» **Given text**

=== Section Start ===

Real Madrid’s iconic Santiago Bernabéu Stadium is set to stage its first La Liga fixture in almost 600 days this weekend despite its major redevelopment project being only partially completed.
The Spanish giants will welcome around 30,000 fans for the visit of Celta Vigo, some 560 days after supporters last watched the team play at the Bernabéu for a fixture against Barcelona in March 2020 prior to the first COVID-19 lockdown.
With crowds banned last season, the club accelerated the €800m redevelopment of the Bernabéu and the team played its home games at the tiny Alfredo Di Stéfano Stadium at the Ciudad Real Madrid training complex.
Workers have had to make quick progress ahead of the Celta game, with recent days seeing turf laid and floodlight tests. Dressing rooms and media areas have been renovated, while fans attending this weekend will also see the retractable roof skeleton and partially completed new towers that have been constructed.

=== Section End ===

» **Extracted records**
=== Section Start ===

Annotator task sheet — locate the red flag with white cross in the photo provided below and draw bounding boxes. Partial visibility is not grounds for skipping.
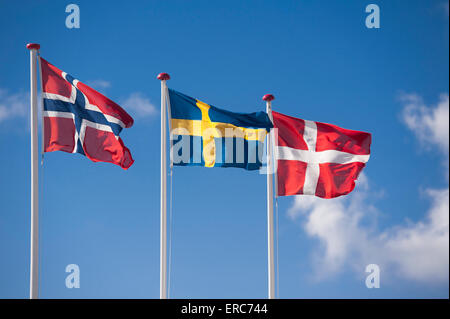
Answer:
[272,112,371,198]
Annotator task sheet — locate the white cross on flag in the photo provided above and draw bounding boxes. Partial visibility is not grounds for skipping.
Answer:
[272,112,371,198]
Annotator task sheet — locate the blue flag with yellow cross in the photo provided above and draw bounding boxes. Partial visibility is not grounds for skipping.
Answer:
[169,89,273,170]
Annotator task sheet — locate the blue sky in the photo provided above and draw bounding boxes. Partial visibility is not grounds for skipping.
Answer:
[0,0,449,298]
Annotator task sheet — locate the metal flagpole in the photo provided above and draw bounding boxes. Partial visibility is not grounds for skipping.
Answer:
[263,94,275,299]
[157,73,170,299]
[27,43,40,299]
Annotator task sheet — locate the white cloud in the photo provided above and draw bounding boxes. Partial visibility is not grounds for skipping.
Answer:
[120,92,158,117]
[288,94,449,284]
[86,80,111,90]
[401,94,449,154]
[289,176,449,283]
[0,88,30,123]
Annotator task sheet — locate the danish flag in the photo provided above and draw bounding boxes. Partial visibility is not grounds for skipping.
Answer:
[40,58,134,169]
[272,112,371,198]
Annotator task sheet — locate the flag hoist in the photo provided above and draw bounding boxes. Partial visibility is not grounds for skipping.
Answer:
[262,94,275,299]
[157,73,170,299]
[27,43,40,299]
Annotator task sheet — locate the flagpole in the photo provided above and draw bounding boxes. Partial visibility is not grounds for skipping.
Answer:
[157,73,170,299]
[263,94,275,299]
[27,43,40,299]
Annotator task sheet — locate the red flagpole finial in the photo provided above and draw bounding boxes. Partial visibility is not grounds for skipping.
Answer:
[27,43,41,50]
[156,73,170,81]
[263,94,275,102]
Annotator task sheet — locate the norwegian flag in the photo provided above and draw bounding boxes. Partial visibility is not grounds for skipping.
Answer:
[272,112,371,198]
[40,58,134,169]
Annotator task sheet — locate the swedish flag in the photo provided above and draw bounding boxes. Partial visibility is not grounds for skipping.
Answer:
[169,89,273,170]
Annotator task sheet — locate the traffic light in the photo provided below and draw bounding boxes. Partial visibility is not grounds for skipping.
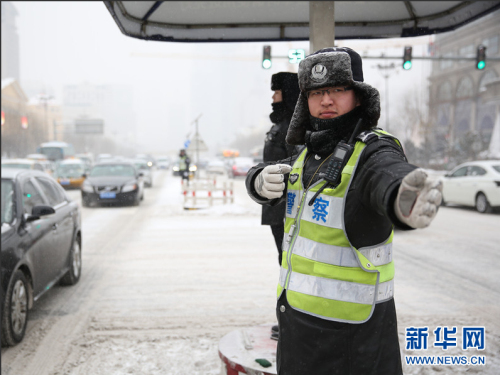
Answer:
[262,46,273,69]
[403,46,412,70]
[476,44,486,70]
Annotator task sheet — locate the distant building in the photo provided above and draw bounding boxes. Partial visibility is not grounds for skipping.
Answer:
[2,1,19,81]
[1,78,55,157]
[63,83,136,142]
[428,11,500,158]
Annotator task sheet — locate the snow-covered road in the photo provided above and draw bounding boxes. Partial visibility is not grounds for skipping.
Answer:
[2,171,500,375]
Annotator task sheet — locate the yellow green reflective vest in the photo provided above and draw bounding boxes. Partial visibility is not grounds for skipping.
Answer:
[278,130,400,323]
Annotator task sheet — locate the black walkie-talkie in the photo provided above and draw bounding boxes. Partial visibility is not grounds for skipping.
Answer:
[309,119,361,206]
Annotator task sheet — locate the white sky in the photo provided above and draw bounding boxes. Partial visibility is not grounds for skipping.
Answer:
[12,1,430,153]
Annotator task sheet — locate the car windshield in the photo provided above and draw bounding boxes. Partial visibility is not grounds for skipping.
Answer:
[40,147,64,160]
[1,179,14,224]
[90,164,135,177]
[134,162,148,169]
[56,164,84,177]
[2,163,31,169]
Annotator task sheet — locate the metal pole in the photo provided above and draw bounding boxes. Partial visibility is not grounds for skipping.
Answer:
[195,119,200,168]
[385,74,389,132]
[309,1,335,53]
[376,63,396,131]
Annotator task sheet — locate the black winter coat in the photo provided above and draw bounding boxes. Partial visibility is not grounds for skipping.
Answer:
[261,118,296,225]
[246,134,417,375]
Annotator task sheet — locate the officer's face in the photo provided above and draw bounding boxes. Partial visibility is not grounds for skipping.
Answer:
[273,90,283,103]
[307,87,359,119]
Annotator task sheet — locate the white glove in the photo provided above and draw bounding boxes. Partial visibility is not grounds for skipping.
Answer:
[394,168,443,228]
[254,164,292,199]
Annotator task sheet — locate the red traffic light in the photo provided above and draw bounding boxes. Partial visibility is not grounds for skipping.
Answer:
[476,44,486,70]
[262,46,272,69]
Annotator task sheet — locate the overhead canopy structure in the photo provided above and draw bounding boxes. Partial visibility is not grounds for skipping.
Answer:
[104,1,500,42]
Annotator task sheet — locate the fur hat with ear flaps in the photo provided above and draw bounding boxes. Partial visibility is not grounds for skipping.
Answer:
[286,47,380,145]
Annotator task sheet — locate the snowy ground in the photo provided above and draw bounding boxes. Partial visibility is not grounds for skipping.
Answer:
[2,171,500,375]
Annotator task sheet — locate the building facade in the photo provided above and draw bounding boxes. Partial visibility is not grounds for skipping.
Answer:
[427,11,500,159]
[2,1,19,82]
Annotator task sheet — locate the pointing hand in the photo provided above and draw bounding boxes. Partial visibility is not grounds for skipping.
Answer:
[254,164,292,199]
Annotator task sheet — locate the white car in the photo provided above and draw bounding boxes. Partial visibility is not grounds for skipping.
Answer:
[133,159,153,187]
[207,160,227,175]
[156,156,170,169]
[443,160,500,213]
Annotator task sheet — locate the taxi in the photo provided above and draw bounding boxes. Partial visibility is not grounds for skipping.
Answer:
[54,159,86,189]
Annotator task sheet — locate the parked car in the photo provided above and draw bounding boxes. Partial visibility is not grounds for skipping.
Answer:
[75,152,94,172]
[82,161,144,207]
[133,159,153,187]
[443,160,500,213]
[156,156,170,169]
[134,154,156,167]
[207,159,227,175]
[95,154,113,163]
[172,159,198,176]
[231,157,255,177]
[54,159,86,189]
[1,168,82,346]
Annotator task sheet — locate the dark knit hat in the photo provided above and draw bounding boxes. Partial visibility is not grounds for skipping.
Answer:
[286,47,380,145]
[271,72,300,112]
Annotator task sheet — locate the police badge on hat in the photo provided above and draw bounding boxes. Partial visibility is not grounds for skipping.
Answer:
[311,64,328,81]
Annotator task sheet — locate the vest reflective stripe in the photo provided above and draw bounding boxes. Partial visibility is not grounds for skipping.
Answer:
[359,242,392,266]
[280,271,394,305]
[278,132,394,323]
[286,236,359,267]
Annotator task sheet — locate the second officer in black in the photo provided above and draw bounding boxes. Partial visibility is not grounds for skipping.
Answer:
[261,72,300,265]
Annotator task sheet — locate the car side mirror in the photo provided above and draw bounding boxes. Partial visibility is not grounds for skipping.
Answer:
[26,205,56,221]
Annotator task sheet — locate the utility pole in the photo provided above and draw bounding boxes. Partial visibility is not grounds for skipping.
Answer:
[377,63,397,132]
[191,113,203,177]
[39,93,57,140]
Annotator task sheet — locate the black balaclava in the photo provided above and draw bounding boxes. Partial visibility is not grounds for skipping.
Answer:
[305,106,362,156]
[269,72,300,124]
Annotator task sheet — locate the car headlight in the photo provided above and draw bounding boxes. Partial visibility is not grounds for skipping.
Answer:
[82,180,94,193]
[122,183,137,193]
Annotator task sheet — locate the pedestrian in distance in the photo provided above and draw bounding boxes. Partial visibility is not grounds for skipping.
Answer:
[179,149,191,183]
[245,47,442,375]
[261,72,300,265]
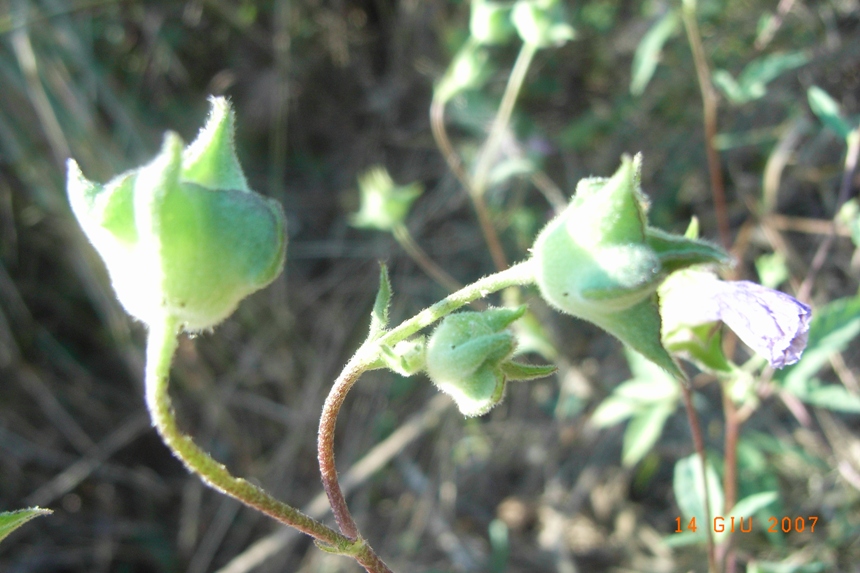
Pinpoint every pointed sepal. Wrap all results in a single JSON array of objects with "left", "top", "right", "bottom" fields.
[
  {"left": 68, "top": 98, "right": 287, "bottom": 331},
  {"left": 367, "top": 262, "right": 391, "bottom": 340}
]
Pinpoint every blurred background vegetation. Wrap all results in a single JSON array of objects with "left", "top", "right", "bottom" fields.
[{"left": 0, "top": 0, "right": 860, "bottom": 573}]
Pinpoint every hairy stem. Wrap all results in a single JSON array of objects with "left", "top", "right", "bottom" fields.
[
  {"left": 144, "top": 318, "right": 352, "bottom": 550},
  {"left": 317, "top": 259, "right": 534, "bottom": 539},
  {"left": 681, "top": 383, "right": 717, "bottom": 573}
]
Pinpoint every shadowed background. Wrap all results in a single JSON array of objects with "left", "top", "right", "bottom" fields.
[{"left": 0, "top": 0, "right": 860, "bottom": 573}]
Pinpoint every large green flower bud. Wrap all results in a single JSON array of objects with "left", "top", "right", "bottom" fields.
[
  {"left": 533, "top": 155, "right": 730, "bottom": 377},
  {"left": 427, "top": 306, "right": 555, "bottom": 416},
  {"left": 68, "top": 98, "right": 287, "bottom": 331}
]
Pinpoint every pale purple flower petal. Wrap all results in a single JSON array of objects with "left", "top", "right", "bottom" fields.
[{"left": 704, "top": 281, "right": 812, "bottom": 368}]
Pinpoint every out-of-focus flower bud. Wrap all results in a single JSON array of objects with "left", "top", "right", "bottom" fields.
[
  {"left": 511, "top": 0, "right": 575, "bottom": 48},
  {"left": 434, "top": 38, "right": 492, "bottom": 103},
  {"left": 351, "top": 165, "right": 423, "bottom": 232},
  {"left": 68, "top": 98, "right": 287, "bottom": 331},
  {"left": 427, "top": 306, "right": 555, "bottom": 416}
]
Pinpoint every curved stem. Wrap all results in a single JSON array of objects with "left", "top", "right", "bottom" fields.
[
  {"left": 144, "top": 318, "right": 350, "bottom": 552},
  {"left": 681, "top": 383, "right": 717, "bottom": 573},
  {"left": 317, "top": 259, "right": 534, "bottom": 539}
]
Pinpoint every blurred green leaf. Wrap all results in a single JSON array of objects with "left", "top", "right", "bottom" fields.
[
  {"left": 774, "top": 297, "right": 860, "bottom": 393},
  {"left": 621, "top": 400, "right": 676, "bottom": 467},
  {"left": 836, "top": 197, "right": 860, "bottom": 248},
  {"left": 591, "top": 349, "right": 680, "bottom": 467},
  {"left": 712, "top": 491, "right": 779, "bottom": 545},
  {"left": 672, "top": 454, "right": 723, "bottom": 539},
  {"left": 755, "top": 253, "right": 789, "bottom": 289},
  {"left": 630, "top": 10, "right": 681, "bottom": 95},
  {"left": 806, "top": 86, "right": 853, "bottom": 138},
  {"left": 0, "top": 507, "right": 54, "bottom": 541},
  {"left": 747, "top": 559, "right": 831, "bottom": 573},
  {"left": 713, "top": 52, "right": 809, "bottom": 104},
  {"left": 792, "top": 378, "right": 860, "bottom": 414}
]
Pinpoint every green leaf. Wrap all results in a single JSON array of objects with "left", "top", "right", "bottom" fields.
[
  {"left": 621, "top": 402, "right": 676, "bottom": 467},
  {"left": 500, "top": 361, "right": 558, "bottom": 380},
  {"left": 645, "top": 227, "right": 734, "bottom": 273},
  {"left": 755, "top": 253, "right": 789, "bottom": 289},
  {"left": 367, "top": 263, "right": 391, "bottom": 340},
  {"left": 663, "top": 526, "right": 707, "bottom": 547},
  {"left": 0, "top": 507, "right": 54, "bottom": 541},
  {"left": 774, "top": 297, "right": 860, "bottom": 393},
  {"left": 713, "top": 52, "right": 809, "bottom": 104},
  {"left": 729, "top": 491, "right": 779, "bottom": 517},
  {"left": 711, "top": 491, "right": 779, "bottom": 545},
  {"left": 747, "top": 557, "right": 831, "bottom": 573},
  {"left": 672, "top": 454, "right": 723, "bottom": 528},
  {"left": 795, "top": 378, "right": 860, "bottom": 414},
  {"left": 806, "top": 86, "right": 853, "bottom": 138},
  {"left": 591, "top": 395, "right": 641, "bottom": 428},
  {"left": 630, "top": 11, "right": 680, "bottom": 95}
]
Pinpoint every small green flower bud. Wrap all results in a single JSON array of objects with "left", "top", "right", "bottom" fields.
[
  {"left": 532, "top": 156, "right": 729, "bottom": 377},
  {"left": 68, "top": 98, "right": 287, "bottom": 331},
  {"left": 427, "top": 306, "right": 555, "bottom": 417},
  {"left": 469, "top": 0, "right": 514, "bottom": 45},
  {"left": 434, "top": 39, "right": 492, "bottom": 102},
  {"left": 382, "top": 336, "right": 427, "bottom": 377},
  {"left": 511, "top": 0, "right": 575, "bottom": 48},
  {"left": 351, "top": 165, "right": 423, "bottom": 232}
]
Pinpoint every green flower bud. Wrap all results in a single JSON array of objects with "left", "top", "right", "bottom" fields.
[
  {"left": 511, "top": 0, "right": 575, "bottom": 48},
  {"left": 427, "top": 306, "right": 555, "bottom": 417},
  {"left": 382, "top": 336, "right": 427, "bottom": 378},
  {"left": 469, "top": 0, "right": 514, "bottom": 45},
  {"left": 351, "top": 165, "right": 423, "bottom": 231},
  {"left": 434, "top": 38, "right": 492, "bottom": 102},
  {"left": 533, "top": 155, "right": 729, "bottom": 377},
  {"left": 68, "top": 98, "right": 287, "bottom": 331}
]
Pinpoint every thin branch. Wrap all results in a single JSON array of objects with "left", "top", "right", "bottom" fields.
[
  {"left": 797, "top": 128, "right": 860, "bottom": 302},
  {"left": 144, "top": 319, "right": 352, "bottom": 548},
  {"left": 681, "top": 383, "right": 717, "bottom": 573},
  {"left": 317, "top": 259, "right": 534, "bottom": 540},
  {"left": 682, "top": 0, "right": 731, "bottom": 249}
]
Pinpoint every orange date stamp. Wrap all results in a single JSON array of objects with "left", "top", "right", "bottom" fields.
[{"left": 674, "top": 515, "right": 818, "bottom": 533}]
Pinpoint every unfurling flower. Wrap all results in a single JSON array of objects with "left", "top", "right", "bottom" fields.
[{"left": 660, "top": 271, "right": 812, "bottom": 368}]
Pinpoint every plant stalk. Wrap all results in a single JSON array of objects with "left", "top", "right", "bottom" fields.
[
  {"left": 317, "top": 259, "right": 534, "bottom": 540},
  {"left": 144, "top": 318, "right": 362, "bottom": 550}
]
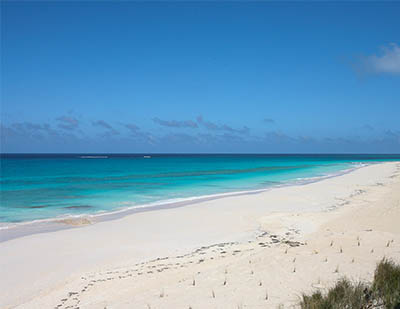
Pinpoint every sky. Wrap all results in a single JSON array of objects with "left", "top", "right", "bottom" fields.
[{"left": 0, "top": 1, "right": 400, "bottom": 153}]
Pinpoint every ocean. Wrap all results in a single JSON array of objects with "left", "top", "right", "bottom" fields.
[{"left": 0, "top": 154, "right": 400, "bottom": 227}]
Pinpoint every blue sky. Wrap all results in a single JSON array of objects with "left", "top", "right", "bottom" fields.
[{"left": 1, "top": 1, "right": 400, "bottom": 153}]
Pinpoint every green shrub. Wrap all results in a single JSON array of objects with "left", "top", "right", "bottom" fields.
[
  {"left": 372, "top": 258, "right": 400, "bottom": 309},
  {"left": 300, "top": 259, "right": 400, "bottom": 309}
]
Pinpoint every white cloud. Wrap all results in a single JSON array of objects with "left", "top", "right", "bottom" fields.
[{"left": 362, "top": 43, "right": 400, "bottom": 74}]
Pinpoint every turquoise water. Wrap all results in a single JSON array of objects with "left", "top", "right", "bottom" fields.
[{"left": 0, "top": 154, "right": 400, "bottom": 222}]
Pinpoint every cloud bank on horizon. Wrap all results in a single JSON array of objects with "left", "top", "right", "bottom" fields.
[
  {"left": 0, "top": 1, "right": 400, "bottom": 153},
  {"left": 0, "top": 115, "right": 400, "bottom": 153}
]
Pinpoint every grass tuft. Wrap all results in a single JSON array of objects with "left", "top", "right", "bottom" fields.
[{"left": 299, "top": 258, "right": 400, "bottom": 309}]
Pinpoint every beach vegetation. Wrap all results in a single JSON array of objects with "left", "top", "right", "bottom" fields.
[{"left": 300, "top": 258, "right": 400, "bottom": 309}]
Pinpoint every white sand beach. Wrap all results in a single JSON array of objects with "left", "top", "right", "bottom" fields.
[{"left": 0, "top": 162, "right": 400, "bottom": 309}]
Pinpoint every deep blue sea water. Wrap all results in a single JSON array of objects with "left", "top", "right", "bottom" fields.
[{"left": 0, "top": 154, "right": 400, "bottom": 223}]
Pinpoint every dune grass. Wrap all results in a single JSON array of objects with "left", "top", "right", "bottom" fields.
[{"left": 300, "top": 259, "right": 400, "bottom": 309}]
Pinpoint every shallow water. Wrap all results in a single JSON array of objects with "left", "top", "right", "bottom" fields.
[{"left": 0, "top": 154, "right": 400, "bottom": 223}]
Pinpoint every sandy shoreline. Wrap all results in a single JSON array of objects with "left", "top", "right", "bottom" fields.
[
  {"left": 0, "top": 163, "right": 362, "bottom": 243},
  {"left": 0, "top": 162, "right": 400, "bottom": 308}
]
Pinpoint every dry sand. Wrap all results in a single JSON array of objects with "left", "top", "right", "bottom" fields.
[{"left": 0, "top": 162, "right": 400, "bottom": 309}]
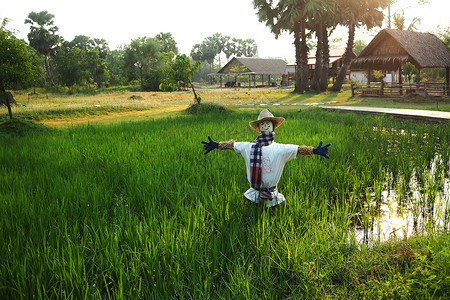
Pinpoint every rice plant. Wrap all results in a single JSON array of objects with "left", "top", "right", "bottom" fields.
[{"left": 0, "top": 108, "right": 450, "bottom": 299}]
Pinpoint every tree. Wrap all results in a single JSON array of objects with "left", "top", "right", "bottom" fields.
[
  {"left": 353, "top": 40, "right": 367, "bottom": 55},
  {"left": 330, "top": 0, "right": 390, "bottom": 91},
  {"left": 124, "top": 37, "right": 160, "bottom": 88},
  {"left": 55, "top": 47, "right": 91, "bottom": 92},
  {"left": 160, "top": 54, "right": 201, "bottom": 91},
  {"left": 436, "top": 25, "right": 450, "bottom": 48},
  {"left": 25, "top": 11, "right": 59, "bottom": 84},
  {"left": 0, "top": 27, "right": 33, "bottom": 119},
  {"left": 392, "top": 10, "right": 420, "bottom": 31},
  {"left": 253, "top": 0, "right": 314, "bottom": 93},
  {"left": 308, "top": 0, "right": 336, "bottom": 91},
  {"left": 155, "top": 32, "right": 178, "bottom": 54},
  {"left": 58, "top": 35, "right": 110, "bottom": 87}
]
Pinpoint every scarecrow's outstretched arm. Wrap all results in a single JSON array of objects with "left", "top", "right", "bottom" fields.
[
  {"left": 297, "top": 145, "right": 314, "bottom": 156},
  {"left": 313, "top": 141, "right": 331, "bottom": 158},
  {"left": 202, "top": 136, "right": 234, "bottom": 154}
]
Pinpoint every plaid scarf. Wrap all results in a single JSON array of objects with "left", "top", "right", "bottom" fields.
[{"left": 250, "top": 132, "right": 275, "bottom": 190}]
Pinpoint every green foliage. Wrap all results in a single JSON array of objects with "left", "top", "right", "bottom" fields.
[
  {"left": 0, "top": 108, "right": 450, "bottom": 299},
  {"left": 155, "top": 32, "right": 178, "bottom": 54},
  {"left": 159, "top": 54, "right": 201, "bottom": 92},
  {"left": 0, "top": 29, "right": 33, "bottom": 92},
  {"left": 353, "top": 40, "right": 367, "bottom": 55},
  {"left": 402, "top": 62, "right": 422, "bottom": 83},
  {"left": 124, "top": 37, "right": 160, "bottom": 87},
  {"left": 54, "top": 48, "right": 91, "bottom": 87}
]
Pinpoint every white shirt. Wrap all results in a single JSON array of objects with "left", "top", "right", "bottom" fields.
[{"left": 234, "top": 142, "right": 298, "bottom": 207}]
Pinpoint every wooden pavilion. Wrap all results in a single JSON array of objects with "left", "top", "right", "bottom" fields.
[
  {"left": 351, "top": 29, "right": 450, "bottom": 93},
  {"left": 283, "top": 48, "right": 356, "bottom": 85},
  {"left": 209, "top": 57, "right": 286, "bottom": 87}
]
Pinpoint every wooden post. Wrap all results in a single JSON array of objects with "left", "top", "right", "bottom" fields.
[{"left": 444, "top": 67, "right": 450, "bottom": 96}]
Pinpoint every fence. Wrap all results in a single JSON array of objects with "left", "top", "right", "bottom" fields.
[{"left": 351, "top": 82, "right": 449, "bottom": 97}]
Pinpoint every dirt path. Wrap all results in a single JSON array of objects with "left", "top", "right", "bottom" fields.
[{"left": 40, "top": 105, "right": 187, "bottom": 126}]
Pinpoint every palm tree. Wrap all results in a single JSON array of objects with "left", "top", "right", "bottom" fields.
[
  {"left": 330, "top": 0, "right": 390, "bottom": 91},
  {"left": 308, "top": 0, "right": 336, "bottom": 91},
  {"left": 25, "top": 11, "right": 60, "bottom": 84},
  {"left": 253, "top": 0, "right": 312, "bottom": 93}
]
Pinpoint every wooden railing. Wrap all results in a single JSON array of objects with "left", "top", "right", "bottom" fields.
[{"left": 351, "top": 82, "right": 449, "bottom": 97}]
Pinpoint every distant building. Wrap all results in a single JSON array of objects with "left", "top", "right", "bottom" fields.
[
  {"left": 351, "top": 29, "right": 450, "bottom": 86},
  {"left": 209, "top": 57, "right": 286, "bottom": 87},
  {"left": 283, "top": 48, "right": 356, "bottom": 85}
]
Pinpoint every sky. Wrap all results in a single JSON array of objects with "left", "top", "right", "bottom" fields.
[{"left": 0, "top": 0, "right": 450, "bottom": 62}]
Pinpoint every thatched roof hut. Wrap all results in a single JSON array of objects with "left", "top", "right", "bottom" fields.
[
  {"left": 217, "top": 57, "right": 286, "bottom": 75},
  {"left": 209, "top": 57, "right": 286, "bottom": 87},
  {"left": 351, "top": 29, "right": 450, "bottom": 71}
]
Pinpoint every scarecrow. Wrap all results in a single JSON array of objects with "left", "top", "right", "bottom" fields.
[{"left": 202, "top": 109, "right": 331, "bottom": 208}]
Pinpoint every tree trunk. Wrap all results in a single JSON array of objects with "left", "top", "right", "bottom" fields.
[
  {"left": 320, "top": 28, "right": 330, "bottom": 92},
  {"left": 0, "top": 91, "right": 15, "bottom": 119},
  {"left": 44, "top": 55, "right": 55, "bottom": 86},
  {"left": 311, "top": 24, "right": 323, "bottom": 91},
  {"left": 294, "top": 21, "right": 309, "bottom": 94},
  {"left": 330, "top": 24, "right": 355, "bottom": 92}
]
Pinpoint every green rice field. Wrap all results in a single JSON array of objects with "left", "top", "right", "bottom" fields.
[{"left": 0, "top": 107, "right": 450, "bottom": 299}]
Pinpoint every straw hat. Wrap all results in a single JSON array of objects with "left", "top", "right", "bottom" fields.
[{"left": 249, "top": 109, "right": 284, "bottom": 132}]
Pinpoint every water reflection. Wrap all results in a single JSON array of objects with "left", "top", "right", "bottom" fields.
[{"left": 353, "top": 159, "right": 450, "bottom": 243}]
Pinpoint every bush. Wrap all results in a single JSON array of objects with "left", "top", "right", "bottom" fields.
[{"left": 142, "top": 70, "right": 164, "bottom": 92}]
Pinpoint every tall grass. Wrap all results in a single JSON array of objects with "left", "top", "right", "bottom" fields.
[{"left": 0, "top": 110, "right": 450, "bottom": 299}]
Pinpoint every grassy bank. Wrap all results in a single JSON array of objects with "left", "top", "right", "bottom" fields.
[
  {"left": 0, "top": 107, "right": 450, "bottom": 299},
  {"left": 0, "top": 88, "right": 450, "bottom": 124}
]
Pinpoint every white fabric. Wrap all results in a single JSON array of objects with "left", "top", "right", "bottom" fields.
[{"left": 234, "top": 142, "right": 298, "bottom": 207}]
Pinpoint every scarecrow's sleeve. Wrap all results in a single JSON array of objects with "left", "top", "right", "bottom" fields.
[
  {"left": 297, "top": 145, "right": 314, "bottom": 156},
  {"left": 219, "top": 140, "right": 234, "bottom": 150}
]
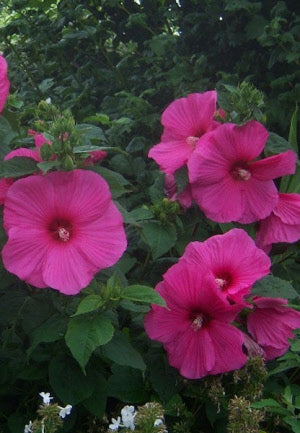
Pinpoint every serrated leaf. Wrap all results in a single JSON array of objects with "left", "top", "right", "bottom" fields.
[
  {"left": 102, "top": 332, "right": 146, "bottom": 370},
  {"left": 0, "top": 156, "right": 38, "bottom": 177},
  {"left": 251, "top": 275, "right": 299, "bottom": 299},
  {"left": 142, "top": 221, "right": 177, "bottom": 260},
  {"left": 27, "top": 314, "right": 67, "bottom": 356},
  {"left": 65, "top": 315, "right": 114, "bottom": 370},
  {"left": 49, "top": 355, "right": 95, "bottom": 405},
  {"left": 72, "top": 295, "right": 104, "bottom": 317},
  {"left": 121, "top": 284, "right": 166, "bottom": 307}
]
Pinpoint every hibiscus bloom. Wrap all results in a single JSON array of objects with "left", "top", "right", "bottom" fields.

=== Section End ===

» **Apply what you read**
1/ Return everything from "Real Madrid’s iconic" down to "only partially completed." in the Bernabéu stadium article, copied word for word.
2/ Supply the next part of the Bernabéu stadium article, picking up after its last sentence.

» **Task results**
1/
Real Madrid’s iconic Santiago Bernabéu Stadium is set to stage its first La Liga fixture in almost 600 days this weekend despite its major redevelopment project being only partially completed.

2/
However, the stadium’s capacity has been reduced from more than 80,000 to around 50,000 because the low and high stands of the south end and the west side are not yet built. Tarpaulins will cover those areas in the first games.
Spanish stadiums are restricted to a maximum 60% capacity in September with fans required to be 1.5m apart, meaning just 30,000 fans will be able to attend this month.
It is thought the project will be finally completed in January 2023.
In introducing the redevelopment project in 2019, club president Florentino Perez said the stadium will be transformed into a “technological platform”. The revamped stadium will feature a 360-degree video scoreboard that is set to become one of the standout elements of the redesign.
The stadium, which first opened in 1947, will also feature a fixed and retractable roof and steel surround skin that will be capable of projecting imagery and illuminating the venue. While the stadium’s capacity will remain at 81,000, it will be 10m higher due to the installation of the roof system.